* Exercício *
Reproduza sem alterações o trecho do texto sobre os migrantes que começa em "O migrante pode ser um" e vai até "tocados pelos ventos.".

* Texto do documento *
————————
Octavio Ianni
Texto completo publicado na Revista Tempo Social
http://www.scielo.br/scielo.php?script=sci_arttext&pid=S0103-20702004000100009&lng=pt&nrm=iso
Professor-emérito da Faculdade de Filosofia, Letras e Ciências Humanas da Universidade de São Paulo
O migrante pode ser visto como aquele que foge e busca, é tangido e extravia-se, ambiciona e frustra-se, resigna-se e realiza-se. São muitos os que se perdem na viagem, ficam pelo caminho, regressam e retornam. Parecem tangidos por uma força desconhecida, simultaneamente histórica e telúrica.
O migrante pode ser um e muitos, famílias e grupos, coletividades e povos. São viandantes de uma vasta e errática diáspora que se espalha pelas nações e continentes, com suas vozes e línguas, cores e coloridos, atividades e padecimentos, frustrações e alegrias. Podem realizar-se na primeira ou na última geração; ou malograr em todas. Estão metidos em situações e acontecimentos, guerras e convulsões sociais, lutas políticas e revoluções, carências e esperanças. Podem ser vistos como uma multidão em movimento, ao acaso de situações e acontecimentos, como que tocados pelos ventos.
O século XX tem sido um século de migrações, pelos quatro cantos do mundo, em todas as direções. São desempregados, desabrigados, refugiados, perseguidos, desamparados. São indivíduos e familiares, grupos e coletividades. São muitos, milhares, milhões. Movem-se em todas as direções, atravessando territórios e fronteiras, nações e continentes, culturas e tradições. São migrantes, emigrantes, imigrantes, retirantes, errantes. Parecem tangidos por algo imponderável e invisível, escondido nas condições de vida e de trabalho, no meio de guerras e revoluções, nos desastres ecológicos e nas epidemias, mesclando carências e esperanças.
Um dos aspectos mais notáveis das migrações em curso no século XX expressa o modo pelo qual se desenvolve a nova divisão transnacional do trabalho e da produção. Em sua grande maioria, os migrantes são ou transformam-se em trabalhadores em busca de emprego. Exercem as mais diversas atividades, em geral as menos qualificadas social e economicamente, conforme este ou aquele contexto social; situam-se como los de abajo, os "humilhados e ofendidos", membros das "classes perigosas", ameaça aos que já estão empregados e mais ainda aos já desempregados.
————————
* Dados fornecidos *
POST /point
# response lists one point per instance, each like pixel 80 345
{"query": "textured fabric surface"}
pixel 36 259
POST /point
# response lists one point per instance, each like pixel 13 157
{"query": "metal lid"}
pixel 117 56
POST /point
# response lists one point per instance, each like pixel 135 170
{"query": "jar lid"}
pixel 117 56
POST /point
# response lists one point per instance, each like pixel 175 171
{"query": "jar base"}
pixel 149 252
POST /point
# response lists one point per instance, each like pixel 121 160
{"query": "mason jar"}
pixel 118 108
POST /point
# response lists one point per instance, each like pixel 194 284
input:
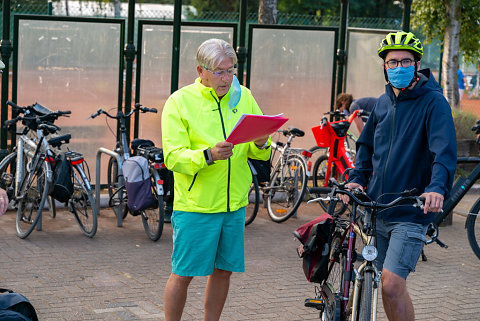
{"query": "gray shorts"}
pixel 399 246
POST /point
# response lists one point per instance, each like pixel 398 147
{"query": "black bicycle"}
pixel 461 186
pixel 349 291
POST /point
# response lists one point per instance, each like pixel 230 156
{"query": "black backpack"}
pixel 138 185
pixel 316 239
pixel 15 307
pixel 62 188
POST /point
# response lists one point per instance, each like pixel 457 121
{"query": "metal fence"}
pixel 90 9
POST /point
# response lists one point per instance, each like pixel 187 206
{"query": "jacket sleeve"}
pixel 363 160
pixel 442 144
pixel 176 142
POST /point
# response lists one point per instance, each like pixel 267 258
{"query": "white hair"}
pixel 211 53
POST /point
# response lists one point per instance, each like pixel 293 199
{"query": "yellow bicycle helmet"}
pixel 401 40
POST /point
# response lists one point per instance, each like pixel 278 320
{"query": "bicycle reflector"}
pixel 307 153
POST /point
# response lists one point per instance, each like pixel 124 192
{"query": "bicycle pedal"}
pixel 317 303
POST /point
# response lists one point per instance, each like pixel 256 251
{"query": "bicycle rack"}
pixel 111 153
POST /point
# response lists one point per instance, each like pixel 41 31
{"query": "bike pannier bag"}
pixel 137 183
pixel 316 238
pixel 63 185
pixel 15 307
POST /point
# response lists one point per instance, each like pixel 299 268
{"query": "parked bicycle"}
————————
* Resolução *
O migrante pode ser um e muitos, famílias e grupos, coletividades e povos. São viandantes de uma vasta e errática diáspora que se espalha pelas nações e continentes, com suas vozes e línguas, cores e coloridos, atividades e padecimentos, frustrações e alegrias. Podem realizar-se na primeira ou na última geração; ou malograr em todas. Estão metidos em situações e acontecimentos, guerras e convulsões sociais, lutas políticas e revoluções, carências e esperanças. Podem ser vistos como uma multidão em movimento, ao acaso de situações e acontecimentos, como que tocados pelos ventos.